What to do: Retype every one of the following items exactly, line for line.

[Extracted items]
"""

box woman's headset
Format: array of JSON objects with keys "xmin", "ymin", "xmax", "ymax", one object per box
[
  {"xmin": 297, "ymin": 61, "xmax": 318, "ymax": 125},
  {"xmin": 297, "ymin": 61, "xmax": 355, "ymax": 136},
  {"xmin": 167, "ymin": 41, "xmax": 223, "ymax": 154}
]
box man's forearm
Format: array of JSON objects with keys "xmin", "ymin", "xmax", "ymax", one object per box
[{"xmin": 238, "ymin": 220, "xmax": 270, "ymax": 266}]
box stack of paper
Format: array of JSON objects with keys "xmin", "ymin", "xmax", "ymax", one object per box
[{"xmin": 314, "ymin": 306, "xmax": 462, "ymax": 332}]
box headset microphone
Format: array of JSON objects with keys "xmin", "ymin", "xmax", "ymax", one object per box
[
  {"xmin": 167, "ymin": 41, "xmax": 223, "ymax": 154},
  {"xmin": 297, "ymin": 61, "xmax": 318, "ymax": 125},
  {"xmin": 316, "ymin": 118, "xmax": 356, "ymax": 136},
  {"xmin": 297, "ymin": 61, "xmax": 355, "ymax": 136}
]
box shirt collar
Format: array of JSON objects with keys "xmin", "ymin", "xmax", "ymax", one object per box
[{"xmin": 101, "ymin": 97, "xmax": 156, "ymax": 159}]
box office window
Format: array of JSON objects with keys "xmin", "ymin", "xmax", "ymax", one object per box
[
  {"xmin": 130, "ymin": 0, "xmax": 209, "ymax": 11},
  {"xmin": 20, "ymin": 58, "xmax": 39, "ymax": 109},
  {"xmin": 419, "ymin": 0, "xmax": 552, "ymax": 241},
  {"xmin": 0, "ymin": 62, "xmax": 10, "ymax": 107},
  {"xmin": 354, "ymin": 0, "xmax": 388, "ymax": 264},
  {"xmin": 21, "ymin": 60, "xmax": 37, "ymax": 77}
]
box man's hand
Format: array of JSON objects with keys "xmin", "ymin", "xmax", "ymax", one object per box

"""

Correct response:
box woman's headset
Format: array of JSON objects with keys "xmin", "ymin", "xmax", "ymax", one object per box
[
  {"xmin": 297, "ymin": 61, "xmax": 318, "ymax": 125},
  {"xmin": 297, "ymin": 61, "xmax": 355, "ymax": 136},
  {"xmin": 167, "ymin": 41, "xmax": 223, "ymax": 154}
]
box man's forearm
Format: array of JSON objects with keys "xmin", "ymin", "xmax", "ymax", one object per box
[{"xmin": 238, "ymin": 220, "xmax": 270, "ymax": 266}]
box stack of paper
Format: array of JSON objects with keys "xmin", "ymin", "xmax", "ymax", one object per box
[{"xmin": 314, "ymin": 306, "xmax": 462, "ymax": 332}]
box headset microphone
Format: array of JSON objects with keys "xmin", "ymin", "xmax", "ymax", one object per box
[
  {"xmin": 167, "ymin": 41, "xmax": 223, "ymax": 154},
  {"xmin": 297, "ymin": 61, "xmax": 318, "ymax": 125},
  {"xmin": 316, "ymin": 118, "xmax": 356, "ymax": 136},
  {"xmin": 297, "ymin": 61, "xmax": 355, "ymax": 136}
]
box shirt collar
Format: array of JSON objects with keys "xmin", "ymin", "xmax", "ymax", one object per box
[{"xmin": 101, "ymin": 97, "xmax": 156, "ymax": 159}]
box office window
Format: array of JSON objects with keys "xmin", "ymin", "xmax", "ymax", one object per box
[
  {"xmin": 130, "ymin": 0, "xmax": 209, "ymax": 11},
  {"xmin": 20, "ymin": 58, "xmax": 39, "ymax": 109},
  {"xmin": 419, "ymin": 0, "xmax": 552, "ymax": 241},
  {"xmin": 0, "ymin": 62, "xmax": 10, "ymax": 107},
  {"xmin": 354, "ymin": 0, "xmax": 388, "ymax": 264},
  {"xmin": 21, "ymin": 60, "xmax": 37, "ymax": 77}
]
box man's hand
Format: array of JSON objects with keys "xmin", "ymin", "xmax", "ymax", one object per box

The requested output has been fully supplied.